## EXERCISE OBJECTIVE
How many of the lines below hold the word "shadow"? Answer only with the number.

## MATERIAL SHOWN

# # # #

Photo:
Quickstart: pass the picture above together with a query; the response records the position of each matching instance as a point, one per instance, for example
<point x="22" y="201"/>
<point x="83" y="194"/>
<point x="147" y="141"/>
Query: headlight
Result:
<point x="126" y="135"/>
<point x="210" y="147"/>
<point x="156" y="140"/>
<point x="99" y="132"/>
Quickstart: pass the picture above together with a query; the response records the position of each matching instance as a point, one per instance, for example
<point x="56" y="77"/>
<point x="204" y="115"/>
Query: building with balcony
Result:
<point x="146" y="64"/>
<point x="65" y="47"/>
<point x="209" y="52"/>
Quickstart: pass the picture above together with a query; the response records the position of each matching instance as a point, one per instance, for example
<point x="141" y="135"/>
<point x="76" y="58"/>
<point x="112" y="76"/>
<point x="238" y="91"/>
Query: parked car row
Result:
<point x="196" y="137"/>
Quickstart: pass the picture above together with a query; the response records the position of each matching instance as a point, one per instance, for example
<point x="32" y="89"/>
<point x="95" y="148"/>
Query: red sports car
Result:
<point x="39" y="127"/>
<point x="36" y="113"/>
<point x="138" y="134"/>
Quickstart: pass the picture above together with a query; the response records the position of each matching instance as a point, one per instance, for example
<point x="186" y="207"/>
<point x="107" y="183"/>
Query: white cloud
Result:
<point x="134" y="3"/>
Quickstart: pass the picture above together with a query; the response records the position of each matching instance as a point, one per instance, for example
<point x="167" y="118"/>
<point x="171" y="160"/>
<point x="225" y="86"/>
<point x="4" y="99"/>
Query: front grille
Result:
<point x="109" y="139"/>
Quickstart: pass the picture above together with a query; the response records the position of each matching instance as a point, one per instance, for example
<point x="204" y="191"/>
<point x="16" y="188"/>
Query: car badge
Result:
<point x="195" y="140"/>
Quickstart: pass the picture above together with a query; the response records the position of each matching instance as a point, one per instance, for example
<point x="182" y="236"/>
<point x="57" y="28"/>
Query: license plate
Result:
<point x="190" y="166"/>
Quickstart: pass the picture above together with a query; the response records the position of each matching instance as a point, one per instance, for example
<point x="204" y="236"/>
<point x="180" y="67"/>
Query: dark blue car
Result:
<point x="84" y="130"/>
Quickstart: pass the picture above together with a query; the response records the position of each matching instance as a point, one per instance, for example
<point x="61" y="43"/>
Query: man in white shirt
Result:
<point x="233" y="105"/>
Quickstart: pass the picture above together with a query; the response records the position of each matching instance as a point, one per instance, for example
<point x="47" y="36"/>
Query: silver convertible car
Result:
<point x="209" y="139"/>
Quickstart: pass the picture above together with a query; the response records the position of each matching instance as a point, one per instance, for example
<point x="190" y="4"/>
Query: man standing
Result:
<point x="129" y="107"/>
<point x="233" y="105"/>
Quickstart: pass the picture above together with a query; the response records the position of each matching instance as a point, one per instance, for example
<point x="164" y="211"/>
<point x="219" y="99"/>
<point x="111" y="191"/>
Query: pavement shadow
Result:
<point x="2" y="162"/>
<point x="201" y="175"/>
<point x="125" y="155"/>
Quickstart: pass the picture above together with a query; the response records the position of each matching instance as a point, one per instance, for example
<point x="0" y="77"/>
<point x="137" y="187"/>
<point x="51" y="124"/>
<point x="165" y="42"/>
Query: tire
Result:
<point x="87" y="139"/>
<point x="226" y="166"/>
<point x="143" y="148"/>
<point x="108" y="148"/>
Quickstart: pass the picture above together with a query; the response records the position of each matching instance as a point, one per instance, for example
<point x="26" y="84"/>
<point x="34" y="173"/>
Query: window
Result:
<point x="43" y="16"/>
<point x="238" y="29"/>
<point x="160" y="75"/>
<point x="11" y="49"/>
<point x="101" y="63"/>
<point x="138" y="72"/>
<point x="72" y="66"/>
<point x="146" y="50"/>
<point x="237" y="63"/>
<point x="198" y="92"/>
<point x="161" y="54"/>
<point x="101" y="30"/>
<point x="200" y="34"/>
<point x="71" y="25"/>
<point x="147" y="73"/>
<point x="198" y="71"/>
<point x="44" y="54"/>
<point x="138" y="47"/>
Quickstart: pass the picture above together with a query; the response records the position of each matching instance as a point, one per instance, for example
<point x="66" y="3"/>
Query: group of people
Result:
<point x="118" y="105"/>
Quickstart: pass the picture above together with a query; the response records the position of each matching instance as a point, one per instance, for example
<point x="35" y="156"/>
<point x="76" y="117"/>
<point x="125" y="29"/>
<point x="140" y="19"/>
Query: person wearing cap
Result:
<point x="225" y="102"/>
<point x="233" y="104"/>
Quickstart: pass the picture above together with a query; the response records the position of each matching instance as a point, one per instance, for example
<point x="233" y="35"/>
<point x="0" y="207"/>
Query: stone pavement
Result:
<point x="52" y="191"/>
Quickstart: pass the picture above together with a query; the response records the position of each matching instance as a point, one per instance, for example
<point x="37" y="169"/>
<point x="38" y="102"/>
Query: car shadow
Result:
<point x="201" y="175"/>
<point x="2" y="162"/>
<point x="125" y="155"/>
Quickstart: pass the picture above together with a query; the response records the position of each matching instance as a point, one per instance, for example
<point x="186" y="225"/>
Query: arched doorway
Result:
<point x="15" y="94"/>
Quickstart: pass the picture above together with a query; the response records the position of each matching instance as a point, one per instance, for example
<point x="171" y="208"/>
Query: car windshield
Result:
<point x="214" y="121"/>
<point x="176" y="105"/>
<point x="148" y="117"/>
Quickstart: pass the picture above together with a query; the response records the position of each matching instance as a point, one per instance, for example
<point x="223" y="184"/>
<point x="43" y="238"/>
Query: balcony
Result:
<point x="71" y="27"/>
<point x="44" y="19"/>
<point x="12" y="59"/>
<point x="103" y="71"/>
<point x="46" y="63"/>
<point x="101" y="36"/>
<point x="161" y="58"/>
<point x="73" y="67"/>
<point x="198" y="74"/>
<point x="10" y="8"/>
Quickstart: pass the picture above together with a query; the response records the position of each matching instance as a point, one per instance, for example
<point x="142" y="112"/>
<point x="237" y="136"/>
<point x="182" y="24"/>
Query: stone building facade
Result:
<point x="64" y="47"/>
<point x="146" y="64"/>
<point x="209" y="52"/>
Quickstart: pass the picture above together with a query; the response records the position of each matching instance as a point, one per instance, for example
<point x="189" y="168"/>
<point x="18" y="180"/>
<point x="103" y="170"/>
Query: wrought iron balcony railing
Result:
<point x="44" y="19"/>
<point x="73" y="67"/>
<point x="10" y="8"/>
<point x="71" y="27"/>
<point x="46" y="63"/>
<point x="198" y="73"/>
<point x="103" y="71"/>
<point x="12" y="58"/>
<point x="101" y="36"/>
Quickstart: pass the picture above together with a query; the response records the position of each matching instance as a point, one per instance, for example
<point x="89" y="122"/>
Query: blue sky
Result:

# # # #

## PROBLEM SOLUTION
2